We left Delhi first thing in the morning. We were headed to Agra, which houses the Taj Mahal.
Driving on India's roads in a bus is quite an experience. Drivers honk their horns like mad, and pass each other as if on a racetrack. But there is no road rage. Rickshaws and pedestrians seem to have to make the most compromises; the bigger the vehicle, the more entitled the driver. We learned that the speed limit is 60 kph ... that's roughly 36 miles per hour. Not fast. So the distance between locations isn't necessarily that great, but access is quite limited. The view through the windows displayed many workers walking along the road balancing huge parcels on their heads. Cows and water buffalo meander as they like, with stray dogs also adorning the landscape. We saw camels and what looked to be a genuine caravan ... 8 or 9 huge ballooning parcels on carts being drawn by camels parading along the road. Monkeys are a common sight, and the urge to pet them is always overruled by a fear of rabies.
The trip to Agra is said to be five hours. In truth, it's maybe 7. We make a few stops for snacks and to pee. Ah, yes, the bathrooms. Often there are western toilets, sometimes just porcelin treadmarks leading to a hole in the ground, complete with a handle to flush. Always carry t.p. with you! Sometimes a person stands outside the bathroom 'selling' a swatch of paper for 5 or 10 ruppees. We've even encountered signs that say, "Toilets are free; please do not pay."
En route to Agra, we stopped at Akbar's tomb. It's called Sikundra, I think, and it was really lovely. Beautiful grounds ... more monkeys, some deer and what looked like gazelles grazing on the lawn. We were told there were some peacocks, but I didn't see them.
India really is about peak experiences threaded together with hours of bumpy, hot and even uncomfortable travel. It's as if she is saying, "You want to see what I have to offer? How much do you want it?" And she only drops her veil if you are willing to endure much discomfort.
The group yoga practice has necessarily shifted during this portion of the journey. At many of the hotels we've been granted open space for group self-practice, which has sustained many. Others express a yearning for that shared group experience which works as an adhesive keeping the group glued together.

— Data —
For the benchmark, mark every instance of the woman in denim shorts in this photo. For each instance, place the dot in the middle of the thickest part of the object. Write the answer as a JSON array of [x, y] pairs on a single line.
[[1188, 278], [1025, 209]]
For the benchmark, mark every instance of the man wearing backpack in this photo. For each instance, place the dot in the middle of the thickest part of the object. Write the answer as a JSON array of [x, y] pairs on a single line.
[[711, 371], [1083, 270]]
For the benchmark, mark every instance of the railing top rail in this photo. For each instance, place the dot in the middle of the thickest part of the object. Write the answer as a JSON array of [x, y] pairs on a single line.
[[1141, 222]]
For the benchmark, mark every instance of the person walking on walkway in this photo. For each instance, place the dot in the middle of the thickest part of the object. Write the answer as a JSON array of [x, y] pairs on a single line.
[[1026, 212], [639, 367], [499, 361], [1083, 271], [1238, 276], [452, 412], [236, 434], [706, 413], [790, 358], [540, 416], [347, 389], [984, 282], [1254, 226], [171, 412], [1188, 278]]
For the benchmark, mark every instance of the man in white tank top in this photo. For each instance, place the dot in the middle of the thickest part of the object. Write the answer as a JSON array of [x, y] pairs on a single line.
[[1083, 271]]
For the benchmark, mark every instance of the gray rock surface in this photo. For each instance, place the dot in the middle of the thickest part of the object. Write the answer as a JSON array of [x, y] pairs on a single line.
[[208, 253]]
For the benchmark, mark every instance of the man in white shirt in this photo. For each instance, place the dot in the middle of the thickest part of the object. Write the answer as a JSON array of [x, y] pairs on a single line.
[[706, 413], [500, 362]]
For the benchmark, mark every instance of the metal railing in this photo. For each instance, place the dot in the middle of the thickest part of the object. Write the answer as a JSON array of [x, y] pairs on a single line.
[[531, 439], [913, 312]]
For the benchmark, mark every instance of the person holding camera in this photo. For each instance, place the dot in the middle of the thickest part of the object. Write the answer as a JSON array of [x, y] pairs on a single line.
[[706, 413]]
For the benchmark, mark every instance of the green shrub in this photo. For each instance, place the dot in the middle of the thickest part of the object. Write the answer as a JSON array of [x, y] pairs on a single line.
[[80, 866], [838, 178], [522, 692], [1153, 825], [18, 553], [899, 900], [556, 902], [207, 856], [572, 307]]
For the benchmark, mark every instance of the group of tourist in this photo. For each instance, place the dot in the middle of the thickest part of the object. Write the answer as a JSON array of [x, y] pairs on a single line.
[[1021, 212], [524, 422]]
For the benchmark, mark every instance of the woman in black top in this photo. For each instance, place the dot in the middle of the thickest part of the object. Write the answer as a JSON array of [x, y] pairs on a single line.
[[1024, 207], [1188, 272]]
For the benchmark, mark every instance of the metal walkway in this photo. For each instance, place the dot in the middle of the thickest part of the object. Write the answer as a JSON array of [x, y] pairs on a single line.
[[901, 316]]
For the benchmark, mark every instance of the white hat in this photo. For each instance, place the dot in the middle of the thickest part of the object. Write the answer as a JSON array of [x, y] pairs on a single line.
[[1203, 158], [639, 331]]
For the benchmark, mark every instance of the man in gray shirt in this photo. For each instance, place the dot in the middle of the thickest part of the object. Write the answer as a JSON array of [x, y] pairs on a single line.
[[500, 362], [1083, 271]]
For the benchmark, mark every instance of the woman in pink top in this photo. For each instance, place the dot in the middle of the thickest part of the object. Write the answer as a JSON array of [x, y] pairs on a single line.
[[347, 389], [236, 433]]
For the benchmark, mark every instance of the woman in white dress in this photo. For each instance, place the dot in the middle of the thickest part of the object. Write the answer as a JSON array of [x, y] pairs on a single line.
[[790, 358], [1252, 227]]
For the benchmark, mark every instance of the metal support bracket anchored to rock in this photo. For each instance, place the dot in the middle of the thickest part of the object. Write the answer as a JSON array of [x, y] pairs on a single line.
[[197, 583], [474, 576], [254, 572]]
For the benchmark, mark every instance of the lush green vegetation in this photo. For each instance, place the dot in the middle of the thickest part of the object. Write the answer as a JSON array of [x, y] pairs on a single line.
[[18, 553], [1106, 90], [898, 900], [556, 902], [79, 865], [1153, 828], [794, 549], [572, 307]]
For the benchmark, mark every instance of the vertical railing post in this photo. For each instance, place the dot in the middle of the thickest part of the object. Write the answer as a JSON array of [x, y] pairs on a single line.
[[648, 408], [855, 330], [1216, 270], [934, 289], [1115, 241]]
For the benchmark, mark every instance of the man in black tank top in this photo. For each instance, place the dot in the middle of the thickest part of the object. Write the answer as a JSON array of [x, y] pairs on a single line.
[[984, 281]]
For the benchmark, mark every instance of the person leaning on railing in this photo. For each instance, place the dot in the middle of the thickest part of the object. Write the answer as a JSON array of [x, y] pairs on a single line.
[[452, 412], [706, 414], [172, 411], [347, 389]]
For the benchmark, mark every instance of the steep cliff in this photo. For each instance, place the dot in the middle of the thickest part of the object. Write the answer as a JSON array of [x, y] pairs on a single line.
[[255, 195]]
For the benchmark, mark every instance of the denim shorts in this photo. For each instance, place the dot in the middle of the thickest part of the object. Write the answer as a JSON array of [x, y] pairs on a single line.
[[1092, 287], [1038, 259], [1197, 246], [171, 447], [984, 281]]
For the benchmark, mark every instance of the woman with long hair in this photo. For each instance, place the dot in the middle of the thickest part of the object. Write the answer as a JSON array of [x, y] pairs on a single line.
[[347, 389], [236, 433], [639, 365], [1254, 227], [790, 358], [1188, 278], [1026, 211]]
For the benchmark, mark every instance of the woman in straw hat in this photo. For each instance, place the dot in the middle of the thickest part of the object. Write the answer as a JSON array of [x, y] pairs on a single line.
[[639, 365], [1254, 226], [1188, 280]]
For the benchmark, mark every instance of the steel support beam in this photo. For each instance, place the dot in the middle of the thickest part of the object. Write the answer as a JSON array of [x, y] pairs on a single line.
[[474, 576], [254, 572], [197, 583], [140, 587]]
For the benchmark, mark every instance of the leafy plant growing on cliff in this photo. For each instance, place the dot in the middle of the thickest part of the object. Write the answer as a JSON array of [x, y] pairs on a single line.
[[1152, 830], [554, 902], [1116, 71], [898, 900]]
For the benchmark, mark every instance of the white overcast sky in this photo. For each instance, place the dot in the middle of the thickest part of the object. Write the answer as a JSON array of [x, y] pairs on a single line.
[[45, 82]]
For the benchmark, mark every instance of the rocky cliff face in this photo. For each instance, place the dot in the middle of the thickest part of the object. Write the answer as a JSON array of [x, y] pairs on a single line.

— What the task asks —
In the travel account about the drive to Agra, what speed limit did the group learn applies on the roads? Rely on the travel account alone, not on anything in the lines.

— Task response —
60 kph, roughly 36 miles per hour.